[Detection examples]
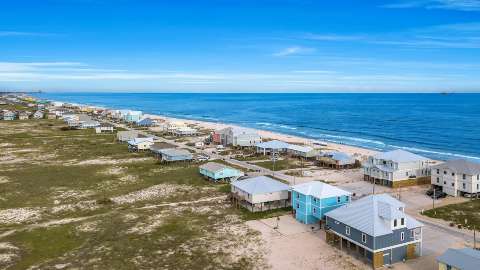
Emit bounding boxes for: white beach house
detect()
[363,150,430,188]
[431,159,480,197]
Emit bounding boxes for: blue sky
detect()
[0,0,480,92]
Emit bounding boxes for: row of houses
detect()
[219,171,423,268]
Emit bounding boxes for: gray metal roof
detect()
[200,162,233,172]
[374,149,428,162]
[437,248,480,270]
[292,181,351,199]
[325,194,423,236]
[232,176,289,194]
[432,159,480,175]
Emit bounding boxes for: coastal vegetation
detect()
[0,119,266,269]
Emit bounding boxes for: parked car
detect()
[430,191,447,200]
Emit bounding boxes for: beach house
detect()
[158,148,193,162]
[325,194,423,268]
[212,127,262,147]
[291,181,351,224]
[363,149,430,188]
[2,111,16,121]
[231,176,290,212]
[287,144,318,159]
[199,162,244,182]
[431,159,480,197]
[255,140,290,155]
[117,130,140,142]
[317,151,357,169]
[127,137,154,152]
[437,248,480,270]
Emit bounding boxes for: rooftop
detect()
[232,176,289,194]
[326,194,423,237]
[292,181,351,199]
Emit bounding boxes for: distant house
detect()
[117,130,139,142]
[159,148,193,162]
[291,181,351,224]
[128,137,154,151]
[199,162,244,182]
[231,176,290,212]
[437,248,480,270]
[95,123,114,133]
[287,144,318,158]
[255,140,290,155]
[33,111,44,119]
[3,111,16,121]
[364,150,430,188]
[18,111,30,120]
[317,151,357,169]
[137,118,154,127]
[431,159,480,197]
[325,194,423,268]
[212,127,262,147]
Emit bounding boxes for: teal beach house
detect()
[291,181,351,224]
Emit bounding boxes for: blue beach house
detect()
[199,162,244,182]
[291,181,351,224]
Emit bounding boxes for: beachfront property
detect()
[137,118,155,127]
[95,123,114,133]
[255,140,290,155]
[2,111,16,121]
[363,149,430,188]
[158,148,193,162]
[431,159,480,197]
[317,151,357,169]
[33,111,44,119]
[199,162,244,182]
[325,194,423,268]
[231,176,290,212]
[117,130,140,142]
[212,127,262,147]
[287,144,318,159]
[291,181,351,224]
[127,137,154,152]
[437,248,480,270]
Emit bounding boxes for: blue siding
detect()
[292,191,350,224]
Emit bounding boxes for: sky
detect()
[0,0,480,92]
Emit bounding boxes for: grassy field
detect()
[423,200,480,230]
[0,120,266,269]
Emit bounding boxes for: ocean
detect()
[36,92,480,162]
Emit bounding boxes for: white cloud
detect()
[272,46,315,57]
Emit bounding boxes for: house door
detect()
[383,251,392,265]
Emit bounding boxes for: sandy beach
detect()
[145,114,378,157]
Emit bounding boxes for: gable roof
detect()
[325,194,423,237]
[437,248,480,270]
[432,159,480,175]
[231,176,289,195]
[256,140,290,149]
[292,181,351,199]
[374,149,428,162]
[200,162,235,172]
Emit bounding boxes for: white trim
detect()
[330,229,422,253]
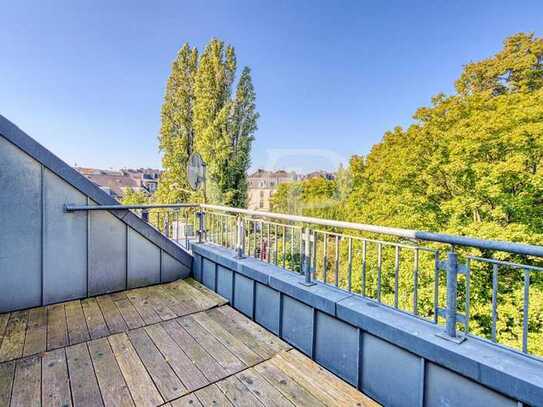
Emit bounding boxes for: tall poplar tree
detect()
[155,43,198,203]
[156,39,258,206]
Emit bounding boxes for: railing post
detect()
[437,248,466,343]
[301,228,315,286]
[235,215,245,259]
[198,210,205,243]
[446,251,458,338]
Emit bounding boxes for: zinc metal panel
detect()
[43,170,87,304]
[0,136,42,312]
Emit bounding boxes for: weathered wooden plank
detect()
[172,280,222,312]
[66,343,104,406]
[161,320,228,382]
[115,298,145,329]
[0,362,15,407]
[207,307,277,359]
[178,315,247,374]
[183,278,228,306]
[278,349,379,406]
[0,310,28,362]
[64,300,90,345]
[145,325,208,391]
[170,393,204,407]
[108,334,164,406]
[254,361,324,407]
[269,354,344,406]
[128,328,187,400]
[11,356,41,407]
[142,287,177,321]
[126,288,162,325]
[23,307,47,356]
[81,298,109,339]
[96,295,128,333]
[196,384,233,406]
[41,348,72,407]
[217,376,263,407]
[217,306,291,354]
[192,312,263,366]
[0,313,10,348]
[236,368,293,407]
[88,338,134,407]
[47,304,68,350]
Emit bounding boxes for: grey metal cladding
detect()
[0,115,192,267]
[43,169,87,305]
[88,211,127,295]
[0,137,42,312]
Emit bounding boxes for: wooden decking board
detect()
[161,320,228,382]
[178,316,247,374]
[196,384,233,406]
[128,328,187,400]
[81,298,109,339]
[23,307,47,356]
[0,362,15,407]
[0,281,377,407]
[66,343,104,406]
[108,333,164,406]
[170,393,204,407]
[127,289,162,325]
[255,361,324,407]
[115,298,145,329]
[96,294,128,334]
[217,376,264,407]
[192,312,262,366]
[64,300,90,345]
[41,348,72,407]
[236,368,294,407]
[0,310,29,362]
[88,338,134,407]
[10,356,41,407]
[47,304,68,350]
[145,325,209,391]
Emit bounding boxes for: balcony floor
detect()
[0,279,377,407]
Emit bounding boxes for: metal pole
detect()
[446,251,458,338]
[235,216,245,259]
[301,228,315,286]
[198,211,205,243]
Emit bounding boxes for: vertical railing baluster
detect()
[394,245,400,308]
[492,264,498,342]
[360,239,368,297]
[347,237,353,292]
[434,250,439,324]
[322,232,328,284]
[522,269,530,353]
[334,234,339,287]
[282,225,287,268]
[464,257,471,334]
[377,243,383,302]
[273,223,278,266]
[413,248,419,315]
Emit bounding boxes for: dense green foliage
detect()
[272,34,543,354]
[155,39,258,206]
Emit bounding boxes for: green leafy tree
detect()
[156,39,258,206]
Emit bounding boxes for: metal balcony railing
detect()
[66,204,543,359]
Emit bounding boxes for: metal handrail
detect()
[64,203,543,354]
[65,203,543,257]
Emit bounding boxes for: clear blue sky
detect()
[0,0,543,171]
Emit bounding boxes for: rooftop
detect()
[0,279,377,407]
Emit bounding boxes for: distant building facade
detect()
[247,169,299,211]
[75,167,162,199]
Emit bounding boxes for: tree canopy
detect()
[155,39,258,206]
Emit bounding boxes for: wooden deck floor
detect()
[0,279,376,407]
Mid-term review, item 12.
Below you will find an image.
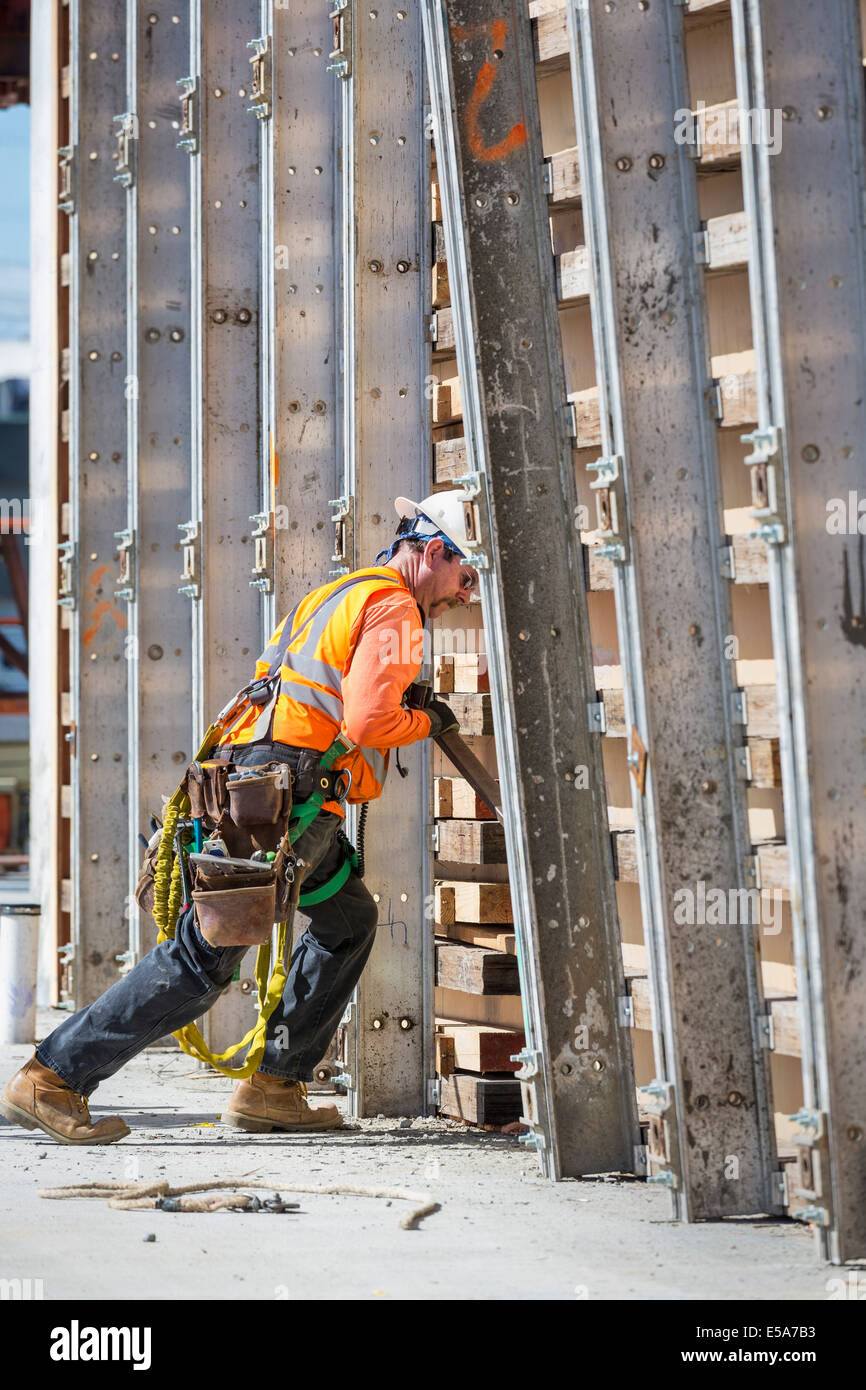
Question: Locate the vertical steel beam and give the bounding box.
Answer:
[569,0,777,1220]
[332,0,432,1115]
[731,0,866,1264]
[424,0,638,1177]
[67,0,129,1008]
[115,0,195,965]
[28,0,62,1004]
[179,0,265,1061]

• **Work to be completed**
Quote every one of the items above word for word, leaving the pictures out.

• **Exercise answer**
Emit bounding boxes for: white beach house
detect()
[363,150,430,188]
[431,159,480,197]
Emit bounding boxes for: blue sky
detect()
[0,0,480,92]
Emit bounding boxes for: row of houses
detect()
[219,171,423,268]
Emit bounding boxes for: gray metal roof
detect()
[200,162,233,172]
[374,149,428,162]
[437,248,480,270]
[292,181,351,199]
[325,194,423,236]
[232,176,289,194]
[432,159,480,175]
Emit bounding boxes for: coastal vegetation
detect()
[0,119,266,269]
Emit bounding boxes for: parked car
detect()
[430,191,447,200]
Emit bounding boxes for: beach house
detect()
[158,148,193,162]
[325,194,423,268]
[212,127,262,147]
[291,181,351,224]
[363,149,430,188]
[2,111,16,121]
[231,176,290,212]
[287,144,318,159]
[199,162,244,182]
[431,159,480,197]
[255,140,290,155]
[117,130,140,142]
[317,151,357,169]
[127,137,154,152]
[437,248,480,270]
Emit bounding boxes for: rooftop
detect()
[232,176,289,194]
[326,194,423,237]
[292,181,351,199]
Emit bounding boxes for: distant house
detect()
[117,130,139,142]
[159,148,193,162]
[291,181,351,224]
[128,137,154,151]
[199,162,244,182]
[231,176,290,212]
[437,248,480,270]
[95,123,114,133]
[287,144,318,158]
[255,140,290,155]
[33,111,44,119]
[3,111,16,121]
[364,150,430,188]
[18,111,30,120]
[317,151,357,169]
[137,118,154,127]
[431,159,480,197]
[325,194,423,268]
[212,127,262,147]
Emit bounding boxes for: teal beach house
detect()
[291,181,351,224]
Emit bounding boxes for: blue beach house
detect()
[199,162,244,182]
[291,181,351,224]
Emit bounding boxes for: beachfront property
detect()
[137,118,155,127]
[95,123,114,133]
[255,140,290,155]
[2,111,16,121]
[363,149,430,188]
[158,148,193,162]
[431,159,480,197]
[317,151,357,169]
[33,111,44,119]
[199,162,244,182]
[325,194,423,268]
[231,176,290,212]
[117,130,140,142]
[212,127,262,147]
[287,144,318,159]
[291,181,351,224]
[127,137,154,152]
[437,248,480,270]
Emit bounding boxes for: blue siding
detect()
[292,191,350,224]
Emit bounding boxes for: sky
detect()
[0,0,480,92]
Emit bounding boxes for: grassy field
detect()
[423,200,480,230]
[0,120,266,269]
Emit bounding boxes for: ocean
detect()
[36,92,480,162]
Emit bounding boxes for: white cloud
detect()
[272,46,315,57]
Emit bounding boxes for: house door
detect()
[383,251,392,265]
Emit bounding boxes for: sandy beach
detect()
[145,114,378,157]
Emit bounding boxes for: gable roof
detect()
[325,194,423,237]
[437,248,480,270]
[432,159,480,175]
[231,176,289,195]
[256,140,290,149]
[292,181,351,199]
[374,149,428,162]
[200,162,235,172]
Emit bounding boxes for: white trim
detect()
[330,229,422,253]
Emit bounding boxes for: tall poplar tree
detect()
[155,43,198,203]
[156,39,258,206]
Emit bounding boxes for: railing post
detect()
[437,248,466,343]
[301,228,315,286]
[235,215,245,259]
[198,210,205,243]
[446,251,458,338]
Emit bounding boxes for: zinc metal panel
detect()
[43,170,87,304]
[0,136,42,312]
Emit bounding boxes for: weathered wooden plank
detect()
[172,280,222,312]
[66,343,104,406]
[161,320,228,382]
[115,298,145,329]
[0,362,15,407]
[207,307,277,359]
[178,315,247,374]
[183,278,228,306]
[278,349,379,406]
[0,310,28,362]
[64,300,90,345]
[145,325,208,391]
[170,393,204,407]
[108,334,164,406]
[254,361,324,407]
[269,354,344,406]
[128,328,187,400]
[11,356,41,407]
[142,287,177,321]
[126,288,162,325]
[23,307,47,356]
[81,298,109,339]
[96,295,128,333]
[196,384,233,406]
[41,348,72,407]
[217,376,263,407]
[217,306,291,354]
[192,312,263,366]
[0,313,10,348]
[236,368,293,407]
[88,338,134,407]
[47,304,68,350]
Emit bounding boxes for: grey metal cladding
detect()
[0,115,192,267]
[43,169,87,305]
[88,211,127,295]
[0,137,42,312]
Emit bounding boxes for: wooden decking board
detect()
[161,320,228,382]
[178,316,247,374]
[196,384,233,406]
[128,328,187,400]
[81,298,109,339]
[23,307,47,356]
[0,362,15,407]
[0,281,377,407]
[66,343,104,406]
[108,333,164,406]
[170,393,204,407]
[127,289,162,325]
[255,361,324,407]
[115,298,145,329]
[96,294,128,334]
[217,376,264,407]
[192,312,262,366]
[64,300,90,345]
[41,348,72,407]
[236,368,294,407]
[0,310,29,362]
[88,338,134,407]
[10,356,41,407]
[47,304,68,350]
[145,325,209,391]
Emit bounding boxes for: balcony floor
detect()
[0,279,377,407]
Emit bounding boxes for: metal pole
detect()
[446,251,458,338]
[235,216,245,259]
[301,228,315,286]
[198,211,205,243]
Emit bounding boxes for: vertical railing baluster
detect()
[394,245,400,308]
[492,264,498,342]
[360,239,368,297]
[347,237,353,292]
[434,250,439,324]
[322,232,328,284]
[522,269,530,353]
[334,234,339,287]
[282,225,287,268]
[464,257,471,334]
[377,243,383,302]
[273,223,278,266]
[413,248,419,315]
Emit bounding boxes for: dense green foliage
detect()
[272,34,543,354]
[155,39,258,206]
Emit bounding boxes for: green leafy tree
detect()
[156,39,258,206]
Emit bounding boxes for: metal balcony railing
detect()
[66,204,543,359]
Emit bounding boxes for: metal handrail
detect()
[64,203,543,354]
[65,203,543,257]
Emit bounding boxes for: clear blue sky
detect()
[0,0,543,171]
Emit bounding boxes for: rooftop
detect()
[0,279,377,407]
Emit bounding boxes for: distant building facade
detect()
[247,169,299,211]
[75,167,162,199]
Emit bounding boxes for: tree canopy
detect()
[155,39,258,206]
Emit bounding boxes for: wooden deck floor
detect()
[0,279,376,407]
Mid-term review, item 12.
Below you will find an image.
Question: Locate the vertical steel beam and give the bounding box.
Answer:
[569,0,777,1220]
[332,0,432,1115]
[731,0,866,1264]
[424,0,638,1177]
[67,0,129,1008]
[115,0,195,965]
[28,0,62,1004]
[179,0,265,1061]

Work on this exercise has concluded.